Comer, planejar uma carreira, sonhar com um lugar no mundo, tudo isso miou e virou cinzas sob chamas que queimam matas, cinematecas,museus, aldeias, que matam indígenas, que deixam por negligência uma montanha de cadáveres que tinham família, mãe, irmã, namorada e que poderiam estar vivas se Bolsonaro não fosse pelo menos omisso com ladrões de vacina.
Há no horizonte uma brecha pro sonho de comer e planejar o futuro, e esse poder da memória de um passado melhor, sob aquele que não é identificado com o PT que foi combatido em 2013, não pode ser negligenciado sob camadas de pensamento mágico que analisam uma retomada da economia que não passa pelos pobres e uma vacinação que não esconde os pais e filhos mortos, as mães e avós dizimadas por um governo genocida e que ria de quem morria de COVID.
Voto impresso, anticomunismo, tudo isso hoje é vinculado com quem dizia que não era coveiro enquanto as pessoas morriam de COVID. Falar de retomada da economia enquanto 19 milhões passam fome e 60% da população acha o presidente desonesto, mentiroso, incompetente e burro, é rir da inteligência da multidão.
E se não existe nenhum planejamento de retomada real da economia por investimento estatal, como se pode falar em retomada da economia?
Se só o que se aponta são as malditas reformas econômicas, que empilhadas produziram o desgraçamento do país e o estrangulamento do estado, gerando zero emprego?
Como achar que haverá uma retomada real da economia, com crescimento real, abertura de postos de emprego, políticas de renda que vão além do aumento do Bolsa Família(que sem aumento da base recebedora tem efeito minúsculo no processo), se não há plano algum além de reformar mais o Estado?
E essas reformas são para gerar uma economia que só seria sentida na próxima década e ao custo de uma deterioração da capacidade de atendimento e investimento deste mesmo estado.

LINHAS FORNECIDAS:
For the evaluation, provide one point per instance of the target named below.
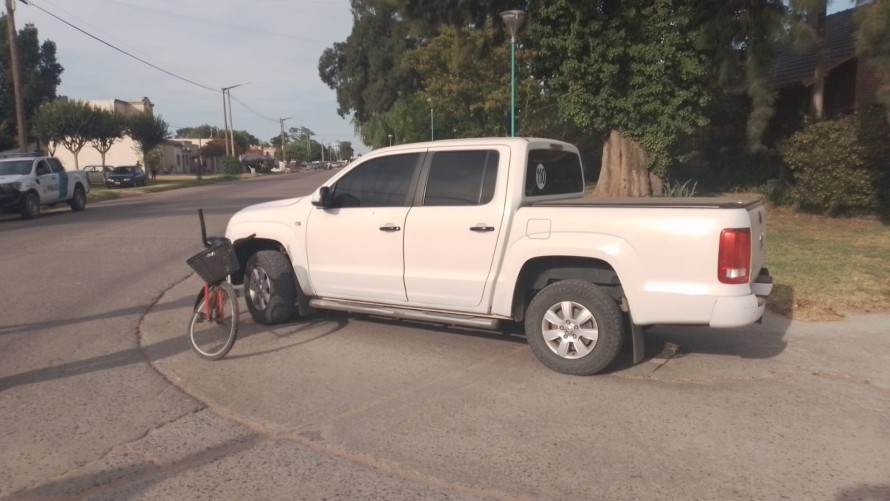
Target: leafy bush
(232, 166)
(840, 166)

==

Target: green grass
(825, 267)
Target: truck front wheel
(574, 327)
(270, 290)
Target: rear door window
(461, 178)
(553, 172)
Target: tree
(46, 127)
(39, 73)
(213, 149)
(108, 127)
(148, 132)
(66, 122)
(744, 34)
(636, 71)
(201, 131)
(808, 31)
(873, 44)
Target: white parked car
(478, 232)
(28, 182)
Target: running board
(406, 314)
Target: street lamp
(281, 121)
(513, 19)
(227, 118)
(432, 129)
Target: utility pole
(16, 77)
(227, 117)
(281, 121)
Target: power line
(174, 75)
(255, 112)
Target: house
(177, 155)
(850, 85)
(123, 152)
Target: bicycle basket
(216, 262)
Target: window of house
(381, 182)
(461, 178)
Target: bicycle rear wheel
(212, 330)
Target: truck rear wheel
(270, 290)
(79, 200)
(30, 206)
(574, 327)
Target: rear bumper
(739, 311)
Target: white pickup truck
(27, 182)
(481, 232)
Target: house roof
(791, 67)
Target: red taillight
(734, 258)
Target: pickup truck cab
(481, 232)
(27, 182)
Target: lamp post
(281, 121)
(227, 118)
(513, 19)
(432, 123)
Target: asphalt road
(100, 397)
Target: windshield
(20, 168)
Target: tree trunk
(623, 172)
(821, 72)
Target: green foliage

==

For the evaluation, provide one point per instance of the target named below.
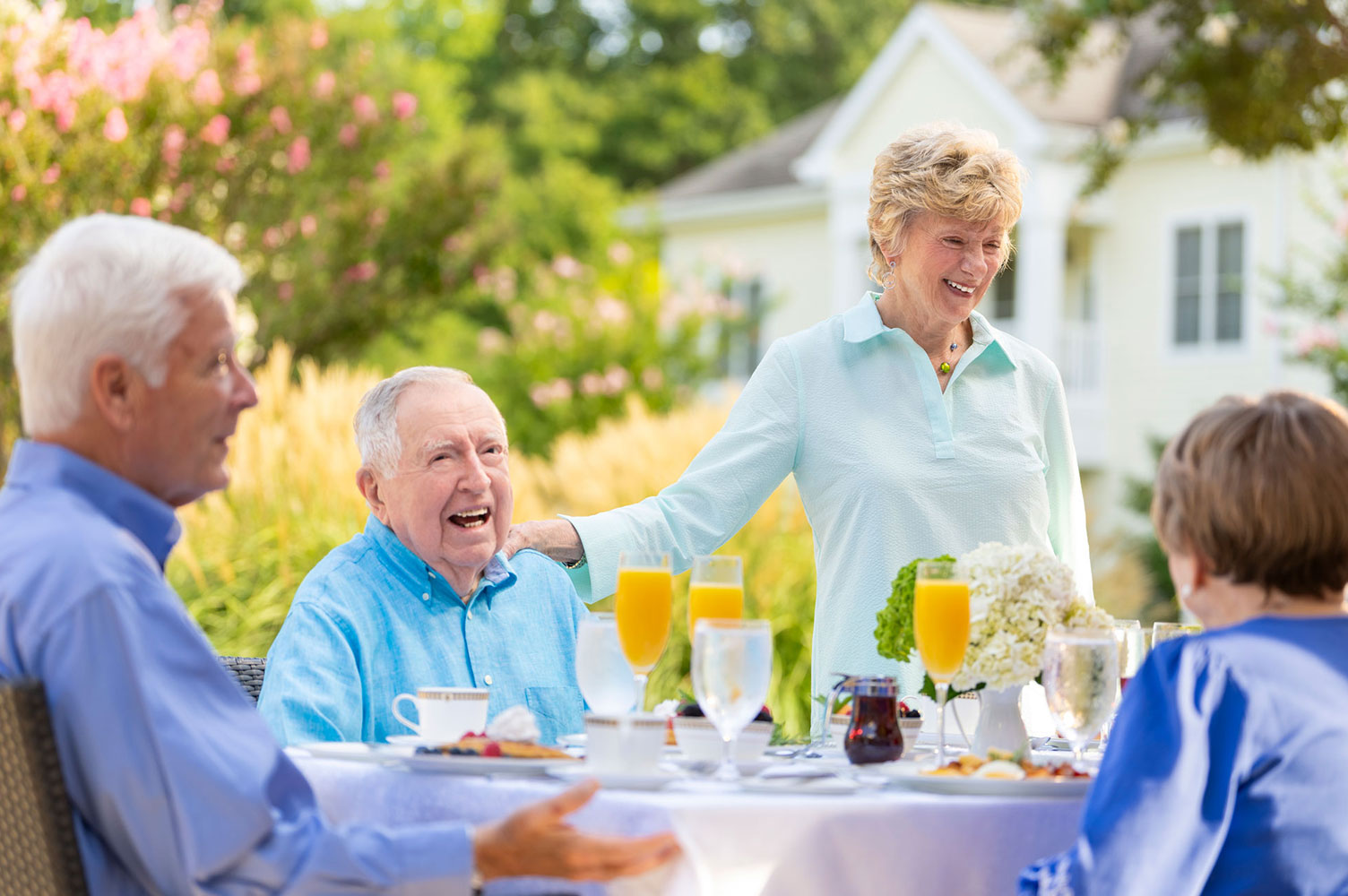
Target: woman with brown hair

O QUE FAZER:
1) Segundo o texto sobre o governo e a economia, como 60% da população considera o presidente? Liste todos os adjetivos citados.
2) Retome, por favor, o texto sobre o governo e a economia logo após a última frase apresentada.

RESPOSTAS ESPERADAS:
1) desonesto, mentiroso, incompetente, burro

2)
Enquanto isso, o pouco que o pobre recebe vai para comprar comida que aumenta muito mais que a inflação medida nos noticiários, e quando o aquecedor ou o ventilador queimam ele precisa tirar o nada que recebe para comprar algo que aumentou mais de 100% em um ano, ou morrer de frio ou calor.
A Economia Moral da Multidão percebe a imoralidade cruel dessa lógica dos de cima, a Economia moral dos Afetos migra para quem aponta pro sentido cultural e pleno do comer, do sonhar, do amar, do sentir.
E é por isso que fracassa o dois ladismo, a falsa simetria, a canalhice de chamar de polarização a luta entre o nazi fascismo devorador de mundos e sonhos e a democracia pela esquerda de um projeto que entregou um país melhor do que recebeu.
Fracassa também o nazi fascismo em construir mais do que uma minoria de malditos canalhas que por misoginia, LGBTQIA+fobia,transfobia, racismo, xenofobia e masculinidade tóxica, pau pequeno físico e moral como resistência do que é a real salvação da civilização: a resistência anti opressão.
Talvez seja por isso que o mundo dos tempos expõe o ódio de classe de parte da suposta intelectualidade, do germe do fsascismo da imprensas dita liberal, que chama incêndio à estátua do Borba Gato de terrorismo e cala sobre a Cinemateca em chamas e monumentos à Marielle e Marighela sujos de tinta.
Porque os movimentos que põem para baixo as estátuas da supremacia masculina cis hetero adulta branca, expõem o pau pequeno moral de uma civilização que tem o focinho de porco de usar o fardo do Homem branco como álibi para destruição, são uma tsunami que ataca a longa duração. E da queda da Bastilha ao incêndio de Borba Gato tem muito mais ferramentas de onde saiu o movimento da vida que não quer e nem deixa que a vida seja sempre igual.
É a energia da transformação do desespero em sonho que vive a maldição de quem sustentou o nazi fascismo nos muitos poderes e é do desespero de quem se vê em queda que se alimentam sonhos de governos democráticos, para que sejam possíveis caminhos de debate das tantas formas de revoluções necessárias.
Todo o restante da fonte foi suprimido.